Reproduce the records from the beginning through the line containing "M212 130L211 131L207", swapping "evenodd" for "nonzero" and keeping everything else unchanged. Leave the pictures out.

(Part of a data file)
▼▼▼

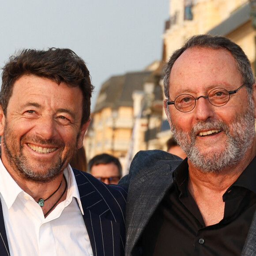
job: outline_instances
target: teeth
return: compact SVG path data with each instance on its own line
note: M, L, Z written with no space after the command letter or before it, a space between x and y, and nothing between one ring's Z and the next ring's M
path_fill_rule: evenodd
M212 130L211 131L207 131L207 132L201 132L199 133L199 136L205 136L206 135L209 135L212 134L215 132L219 132L221 130Z
M34 145L30 145L29 143L27 143L28 146L33 150L38 153L42 153L46 154L47 153L51 153L55 151L57 149L56 147L49 148L49 147L37 147Z

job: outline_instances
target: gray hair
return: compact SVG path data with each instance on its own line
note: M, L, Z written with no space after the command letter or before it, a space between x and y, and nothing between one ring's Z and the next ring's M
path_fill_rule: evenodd
M229 51L236 60L237 70L242 75L243 83L246 85L248 94L252 95L252 85L255 83L255 79L250 61L241 47L226 38L203 34L188 38L181 48L171 56L164 70L164 92L166 98L169 97L170 74L174 62L187 49L194 47L224 49Z

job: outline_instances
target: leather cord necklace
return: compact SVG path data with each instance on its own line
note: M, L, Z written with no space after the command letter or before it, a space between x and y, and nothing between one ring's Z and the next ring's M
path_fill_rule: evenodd
M59 188L60 188L60 185L61 185L62 183L62 180L61 180L61 181L60 182L60 185L59 186L59 187L58 187L58 188L57 188L57 189L56 189L56 190L55 190L55 191L54 191L54 192L53 192L53 194L52 194L52 195L51 195L49 197L47 197L46 199L45 199L44 200L41 197L38 199L38 203L41 207L44 206L44 203L46 200L48 200L48 199L49 199L49 198L50 198L50 197L53 196L53 195L54 195L54 194L55 194L55 193L56 193L56 192L57 192L57 191L59 190Z
M49 210L49 211L47 211L47 212L46 212L46 213L45 213L45 214L44 215L45 218L45 217L47 215L52 211L52 210L53 210L53 208L56 205L56 204L57 204L57 203L58 203L58 202L59 202L59 201L60 201L60 199L61 199L61 197L62 197L62 196L63 196L63 195L64 195L64 194L65 194L65 192L66 192L66 190L67 190L67 187L68 187L68 184L67 183L67 180L66 180L66 178L65 177L65 176L64 176L64 179L65 179L65 182L66 183L66 186L65 187L65 189L64 189L64 191L63 191L63 193L62 193L62 194L61 194L61 196L60 196L60 197L59 198L59 199L58 199L58 200L56 201L56 203L54 203L54 204L53 204L53 206L51 207L51 209L50 209L50 210ZM60 184L61 184L61 183L60 183ZM58 188L58 189L59 188ZM57 189L57 190L58 189Z

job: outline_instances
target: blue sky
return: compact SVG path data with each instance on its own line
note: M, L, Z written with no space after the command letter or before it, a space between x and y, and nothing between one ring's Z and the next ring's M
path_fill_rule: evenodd
M68 48L95 87L162 55L169 0L0 0L0 66L22 48Z

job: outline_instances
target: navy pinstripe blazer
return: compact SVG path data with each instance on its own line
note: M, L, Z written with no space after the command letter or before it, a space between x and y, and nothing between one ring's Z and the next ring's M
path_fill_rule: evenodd
M106 185L86 173L73 170L94 256L124 255L126 190L117 185ZM0 202L0 255L9 255Z

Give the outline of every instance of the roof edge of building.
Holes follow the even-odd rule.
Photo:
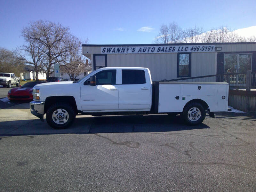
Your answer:
[[[234,43],[173,43],[157,44],[83,44],[82,47],[121,47],[132,46],[158,46],[170,45],[225,45],[234,44],[256,44],[256,42],[236,42]]]

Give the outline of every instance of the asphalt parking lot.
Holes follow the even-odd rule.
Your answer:
[[[53,129],[28,103],[0,109],[2,191],[255,191],[255,114],[78,116]]]
[[[15,86],[16,87],[16,86]],[[4,87],[2,85],[0,85],[0,98],[3,98],[7,97],[7,93],[9,90],[14,87],[12,86],[11,88],[7,88],[7,87]]]

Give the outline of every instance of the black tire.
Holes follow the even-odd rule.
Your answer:
[[[11,84],[11,82],[9,81],[8,82],[8,84],[7,85],[7,87],[8,88],[11,88],[11,87],[12,87],[12,84]]]
[[[193,108],[196,108],[199,109],[201,113],[200,117],[196,120],[191,120],[188,117],[188,111]],[[189,116],[190,115],[189,115]],[[192,102],[185,106],[183,110],[182,116],[182,118],[187,124],[191,125],[197,125],[201,123],[204,120],[204,118],[205,118],[205,109],[201,103],[196,102]],[[191,117],[190,118],[193,118],[193,117]]]
[[[63,109],[68,113],[68,119],[63,124],[58,124],[53,121],[52,114],[58,109]],[[50,107],[46,113],[46,120],[48,124],[52,128],[57,129],[66,129],[73,123],[76,118],[76,112],[73,108],[68,103],[60,102],[54,103]]]

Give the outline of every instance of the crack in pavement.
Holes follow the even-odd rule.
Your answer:
[[[241,166],[240,165],[238,165],[235,164],[233,164],[229,163],[220,163],[218,162],[211,162],[209,163],[197,163],[194,162],[175,162],[172,163],[172,164],[194,164],[194,165],[227,165],[228,166],[231,167],[235,167],[238,168],[241,168],[242,169],[244,169],[249,170],[252,171],[252,172],[256,172],[256,170],[253,169],[252,169],[247,167],[245,166]]]

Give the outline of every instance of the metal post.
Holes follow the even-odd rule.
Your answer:
[[[252,71],[247,71],[246,72],[246,91],[247,92],[251,91],[251,76]]]
[[[228,84],[230,84],[230,75],[228,73],[226,76],[227,82]]]

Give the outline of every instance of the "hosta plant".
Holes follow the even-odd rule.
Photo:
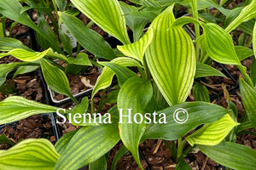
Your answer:
[[[255,169],[255,150],[235,143],[237,133],[252,127],[255,128],[255,67],[252,66],[253,71],[249,76],[240,62],[230,34],[241,23],[254,17],[251,12],[256,4],[255,1],[244,7],[225,30],[216,24],[205,23],[196,17],[198,4],[201,4],[199,3],[206,1],[184,1],[189,4],[194,18],[182,17],[177,20],[173,15],[176,1],[132,1],[139,3],[142,7],[146,5],[161,11],[142,37],[138,36],[141,33],[134,36],[135,42],[132,43],[126,30],[128,19],[125,19],[124,8],[119,1],[71,2],[93,22],[123,43],[117,47],[123,54],[121,56],[118,55],[110,61],[98,62],[104,68],[91,94],[93,99],[99,90],[108,88],[116,75],[119,87],[117,105],[108,110],[109,119],[104,119],[105,123],[99,120],[100,116],[96,117],[93,123],[86,122],[86,117],[79,116],[79,113],[90,110],[91,116],[94,115],[93,102],[90,103],[91,109],[88,108],[86,98],[80,103],[77,102],[72,110],[62,110],[61,113],[67,116],[70,122],[81,128],[64,135],[55,146],[44,139],[30,139],[17,144],[9,150],[1,150],[0,160],[3,161],[0,165],[3,169],[79,169],[87,164],[90,169],[107,169],[108,152],[120,139],[125,146],[114,158],[112,169],[115,169],[116,161],[126,150],[132,154],[143,169],[138,144],[148,139],[172,141],[169,148],[177,163],[176,169],[190,168],[183,158],[189,149],[195,147],[228,167]],[[160,9],[160,7],[162,8]],[[60,12],[59,16],[79,42],[82,39],[80,35],[84,32],[83,26],[65,11]],[[130,20],[132,20],[131,18]],[[204,96],[201,99],[207,101],[186,102],[195,78],[212,76],[205,74],[202,68],[212,71],[212,74],[214,71],[197,63],[198,46],[195,47],[191,37],[182,27],[190,22],[203,30],[203,34],[196,37],[195,40],[196,42],[200,42],[201,53],[217,62],[236,65],[241,70],[243,76],[240,80],[241,98],[248,117],[246,122],[237,122],[236,109],[231,103],[228,110],[207,102]],[[253,38],[253,44],[255,41]],[[45,53],[49,52],[50,50]],[[47,59],[38,57],[38,60],[48,72],[59,73]],[[133,71],[130,67],[137,67],[137,71]],[[58,76],[62,77],[61,74]],[[64,79],[56,82],[55,76],[48,77],[54,85],[58,83],[58,87],[61,87],[56,88],[56,91],[67,92]],[[205,94],[202,93],[202,95]],[[55,112],[57,110],[56,107],[21,97],[9,97],[0,102],[0,124],[34,114]],[[189,133],[199,126],[201,128]],[[184,150],[186,144],[191,147]],[[20,150],[23,151],[20,152]],[[34,154],[42,150],[47,152]]]

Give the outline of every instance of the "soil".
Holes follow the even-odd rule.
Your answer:
[[[34,115],[19,122],[9,123],[0,128],[0,135],[2,134],[5,134],[15,144],[26,139],[39,138],[47,139],[53,144],[56,141],[49,115]],[[7,150],[9,147],[11,145],[0,144],[0,150]]]
[[[83,74],[80,73],[80,75],[79,76],[74,76],[71,74],[67,75],[71,93],[73,95],[80,92],[86,91],[87,89],[91,88],[96,84],[97,77],[101,74],[98,68],[93,66],[88,71],[88,72],[84,72]],[[61,100],[66,98],[67,97],[55,92],[55,99]]]

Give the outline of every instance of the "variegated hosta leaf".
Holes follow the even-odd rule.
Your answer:
[[[202,63],[196,62],[196,71],[195,78],[203,77],[203,76],[224,76],[226,77],[222,72],[218,70],[214,69],[213,67],[205,65]]]
[[[57,107],[11,96],[0,102],[0,125],[24,119],[32,115],[55,112]]]
[[[153,36],[154,31],[152,28],[149,28],[147,33],[139,41],[124,46],[117,46],[117,48],[125,55],[143,62],[145,50],[150,44]]]
[[[216,162],[231,169],[256,169],[256,151],[247,146],[225,142],[215,146],[197,145],[197,147]]]
[[[13,55],[16,59],[20,60],[22,61],[35,61],[44,57],[47,54],[47,53],[49,51],[49,49],[50,48],[39,53],[39,52],[27,51],[22,48],[15,48],[8,53],[5,53],[5,56]]]
[[[117,0],[71,0],[83,14],[124,44],[130,43],[124,13]]]
[[[0,51],[8,52],[15,48],[22,48],[27,51],[33,51],[24,45],[20,40],[12,37],[0,37]]]
[[[250,4],[244,7],[239,15],[226,27],[227,32],[236,29],[240,24],[248,21],[256,17],[256,1],[253,0]]]
[[[12,71],[14,69],[26,65],[27,63],[26,62],[15,62],[15,63],[9,63],[9,64],[1,64],[0,65],[0,86],[5,82],[6,77],[8,74]]]
[[[146,120],[143,117],[152,96],[153,88],[150,80],[144,80],[137,76],[128,79],[121,87],[118,95],[119,134],[124,144],[131,151],[140,167],[142,167],[139,161],[138,144],[146,128],[144,123]],[[137,116],[137,113],[140,113],[141,116]],[[127,118],[129,115],[131,118]]]
[[[241,65],[232,37],[228,32],[212,23],[201,23],[201,26],[205,32],[207,52],[213,60],[227,65]]]
[[[23,140],[7,150],[0,150],[2,170],[54,169],[59,154],[44,139]]]
[[[185,101],[195,72],[190,37],[183,28],[171,28],[175,20],[172,7],[153,21],[154,38],[145,53],[153,79],[170,105]]]
[[[58,150],[61,148],[64,150],[61,150],[55,170],[83,167],[104,156],[118,143],[120,137],[117,126],[117,108],[112,109],[109,113],[113,123],[82,127],[73,137],[66,136],[67,141],[62,140],[66,142],[64,145],[58,144]]]
[[[200,82],[195,82],[193,86],[193,95],[195,101],[205,101],[211,102],[208,90],[206,86],[201,84]]]
[[[191,146],[195,144],[216,145],[219,144],[234,128],[239,125],[233,121],[229,114],[224,116],[216,122],[205,125],[203,128],[186,138]]]
[[[41,68],[47,85],[55,92],[67,95],[76,101],[71,94],[67,77],[63,71],[49,64],[46,60],[41,60]]]
[[[239,80],[239,84],[242,105],[246,109],[249,121],[256,129],[256,92],[241,78]]]
[[[256,59],[256,22],[254,24],[253,32],[253,48],[254,57]]]
[[[142,66],[137,60],[128,57],[119,57],[113,60],[111,62],[120,65],[122,66]],[[113,76],[114,72],[111,69],[108,67],[103,68],[102,72],[99,76],[93,88],[91,94],[92,98],[99,90],[107,88],[111,85]]]
[[[176,140],[183,138],[199,125],[213,123],[227,112],[228,110],[222,106],[206,102],[184,102],[176,105],[157,111],[159,115],[164,113],[166,116],[166,123],[148,124],[143,139]]]

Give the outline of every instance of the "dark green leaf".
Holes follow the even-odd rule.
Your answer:
[[[246,109],[249,121],[256,129],[256,91],[241,78],[239,79],[239,84],[242,105]]]
[[[179,110],[182,111],[184,110],[187,110],[189,116],[183,112],[178,112]],[[228,110],[224,107],[210,103],[188,102],[173,105],[166,110],[157,111],[157,113],[156,122],[158,123],[152,122],[147,127],[143,137],[143,140],[146,139],[175,140],[183,138],[187,133],[199,125],[218,121],[223,116],[226,115]],[[159,123],[158,117],[160,118],[160,113],[165,113],[166,123]],[[177,118],[175,118],[176,116],[177,116]],[[163,115],[161,117],[163,117]],[[187,122],[182,123],[186,119]],[[178,123],[180,122],[179,120],[183,122]],[[161,122],[163,122],[163,120]]]
[[[130,43],[125,16],[118,1],[72,0],[71,2],[105,31],[124,44]]]
[[[241,65],[236,54],[231,36],[215,24],[201,24],[204,30],[206,48],[215,61],[228,65]]]
[[[22,48],[27,51],[33,51],[17,39],[12,37],[0,37],[0,51],[8,52],[15,48]]]
[[[226,77],[222,72],[211,67],[207,65],[196,62],[196,71],[195,78],[204,77],[204,76],[224,76]]]
[[[55,112],[57,109],[23,97],[11,96],[0,102],[0,124],[24,119],[32,115]]]
[[[89,170],[107,170],[108,164],[105,156],[89,164]]]
[[[87,28],[81,20],[65,13],[61,13],[60,17],[69,31],[85,49],[103,59],[111,60],[115,58],[110,45],[103,37]]]
[[[47,85],[53,91],[73,98],[67,77],[61,69],[52,65],[44,59],[41,60],[41,68]]]
[[[216,146],[197,145],[216,162],[236,170],[256,169],[256,151],[239,144],[225,142]]]
[[[184,160],[180,160],[177,164],[175,170],[191,170],[189,165]]]
[[[15,145],[15,143],[13,143],[11,140],[8,139],[8,138],[5,136],[5,134],[0,135],[0,144],[9,144],[10,145]]]
[[[69,141],[55,169],[79,169],[99,159],[119,140],[116,124],[83,127]]]
[[[256,60],[254,59],[251,65],[251,79],[254,88],[256,87]]]
[[[56,151],[62,155],[67,148],[67,145],[68,144],[71,139],[75,135],[75,133],[78,132],[78,130],[71,131],[69,133],[67,133],[64,134],[55,144],[55,147]]]
[[[115,156],[113,159],[113,162],[111,163],[111,170],[116,170],[116,165],[119,162],[119,160],[128,151],[127,148],[125,145],[122,145],[122,147],[119,150],[119,151],[116,153]]]
[[[235,46],[235,50],[240,60],[253,55],[253,50],[244,46]]]
[[[210,102],[210,96],[207,88],[197,82],[195,82],[195,84],[193,87],[193,95],[195,101]]]
[[[88,55],[85,53],[79,53],[76,58],[68,57],[67,61],[69,64],[92,66]]]

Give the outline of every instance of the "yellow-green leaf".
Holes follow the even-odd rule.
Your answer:
[[[216,145],[219,144],[234,128],[239,125],[233,121],[229,114],[212,124],[205,125],[203,128],[186,138],[190,145],[195,144],[204,145]]]
[[[7,150],[0,150],[1,170],[53,170],[59,154],[44,139],[23,140]]]
[[[149,28],[147,33],[139,41],[124,46],[117,46],[117,48],[125,55],[143,62],[145,50],[151,42],[153,35],[153,30]]]
[[[185,101],[195,73],[195,53],[189,35],[181,27],[171,28],[175,20],[172,7],[151,24],[154,37],[145,53],[153,79],[170,105]]]
[[[57,109],[20,96],[11,96],[0,102],[0,125],[19,121],[32,115],[55,112]]]
[[[130,43],[125,14],[117,0],[71,0],[83,14],[124,44]]]

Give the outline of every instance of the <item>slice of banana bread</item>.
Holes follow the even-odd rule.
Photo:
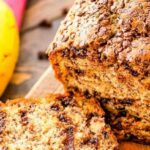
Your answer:
[[[50,95],[0,106],[1,150],[114,150],[117,141],[93,99]]]
[[[148,102],[141,105],[131,100],[101,99],[107,112],[107,123],[119,140],[134,140],[150,144],[150,112]],[[140,109],[139,109],[140,106]]]
[[[150,124],[149,0],[76,0],[48,52],[67,91],[135,101],[129,115]]]

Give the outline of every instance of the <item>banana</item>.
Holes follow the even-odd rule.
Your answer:
[[[6,89],[18,59],[19,31],[9,6],[0,0],[0,96]]]

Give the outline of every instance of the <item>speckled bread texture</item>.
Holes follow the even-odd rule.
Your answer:
[[[150,112],[148,102],[101,99],[106,121],[119,140],[150,144]]]
[[[0,106],[1,150],[114,150],[117,141],[93,99],[49,95]]]
[[[135,113],[150,113],[149,0],[76,0],[48,52],[67,91],[135,101]]]

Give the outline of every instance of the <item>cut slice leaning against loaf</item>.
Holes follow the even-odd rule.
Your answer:
[[[117,141],[93,99],[49,95],[0,106],[1,150],[115,150]]]
[[[149,0],[76,0],[48,52],[67,91],[107,99],[133,120],[138,116],[138,136],[135,128],[130,134],[150,143]],[[115,127],[119,139],[129,136],[126,127]]]

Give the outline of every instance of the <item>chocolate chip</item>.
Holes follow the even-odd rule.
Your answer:
[[[68,48],[64,49],[62,51],[62,57],[69,57],[70,56],[70,50]]]
[[[131,99],[120,100],[120,104],[132,105],[133,104],[133,100],[131,100]]]
[[[54,105],[51,106],[51,110],[53,110],[53,111],[59,111],[60,107],[59,107],[59,105],[54,104]]]
[[[48,60],[48,54],[43,51],[38,52],[38,59],[40,60]]]
[[[110,101],[109,98],[101,98],[101,99],[100,99],[100,102],[101,102],[102,104],[107,104],[108,101]]]
[[[130,140],[137,140],[137,139],[138,139],[138,137],[136,137],[136,136],[133,135],[133,134],[129,134],[129,133],[125,134],[125,140],[127,140],[127,141],[130,141]]]
[[[20,111],[21,122],[24,126],[26,126],[28,122],[27,111]]]
[[[75,92],[79,92],[79,89],[78,89],[77,86],[74,87],[74,91],[75,91]]]
[[[141,121],[141,118],[137,117],[137,116],[134,116],[135,118],[135,121]]]
[[[39,25],[42,27],[50,28],[52,27],[52,22],[49,22],[48,20],[43,20]]]
[[[97,145],[98,139],[97,138],[88,138],[88,139],[85,139],[82,144],[84,144],[84,145],[87,145],[87,144]]]
[[[137,72],[137,71],[135,71],[135,70],[130,70],[130,72],[131,72],[131,74],[133,75],[133,76],[135,76],[135,77],[137,77],[137,76],[139,76],[139,73]]]
[[[114,128],[117,130],[122,130],[122,125],[120,122],[118,122],[116,125],[114,125]]]
[[[6,118],[6,113],[0,112],[0,134],[2,134],[3,129],[5,127],[5,118]]]
[[[63,14],[63,15],[66,15],[67,13],[68,13],[68,8],[63,8],[63,9],[62,9],[62,14]]]
[[[121,117],[126,117],[127,112],[126,111],[120,111],[119,114]]]
[[[108,133],[107,133],[107,132],[105,132],[105,131],[104,131],[104,132],[103,132],[103,135],[104,135],[104,138],[105,138],[105,139],[108,139],[108,138],[109,138],[109,136],[108,136]]]
[[[89,99],[89,98],[92,97],[92,95],[89,93],[88,90],[84,91],[84,96],[85,96],[87,99]]]
[[[75,72],[77,75],[84,75],[84,71],[83,71],[83,70],[80,70],[80,69],[75,69],[74,72]]]
[[[73,127],[68,127],[65,132],[67,133],[67,137],[64,140],[65,150],[75,150],[74,147],[74,136],[73,136]]]
[[[73,57],[85,58],[87,56],[87,49],[86,48],[77,49],[75,47],[72,47],[71,51],[73,52],[73,55],[72,55]]]
[[[58,116],[58,118],[59,118],[59,120],[60,120],[61,122],[65,122],[65,123],[69,123],[69,122],[70,122],[70,119],[67,118],[65,114],[60,114],[60,115]]]
[[[60,99],[60,101],[61,101],[61,105],[63,107],[67,107],[67,106],[70,105],[70,103],[72,101],[72,98],[71,97],[63,97],[63,98]]]
[[[124,66],[125,66],[125,69],[129,70],[129,72],[130,72],[133,76],[137,77],[137,76],[140,75],[137,71],[133,70],[133,69],[129,66],[128,63],[125,63]]]
[[[8,147],[7,146],[3,146],[2,150],[8,150]]]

▲▲▲

[Task result]
job: outline_instances
target: teeth
return: compact SVG path data with each instance on its own line
note: M, L, Z written with no space after the command letter or before it, a space between x and y, and nothing between one ring's Z and the next ring's M
path_fill_rule: nonzero
M212 130L211 131L207 131L207 132L201 132L199 133L199 136L205 136L206 135L209 135L212 134L215 132L219 132L221 130Z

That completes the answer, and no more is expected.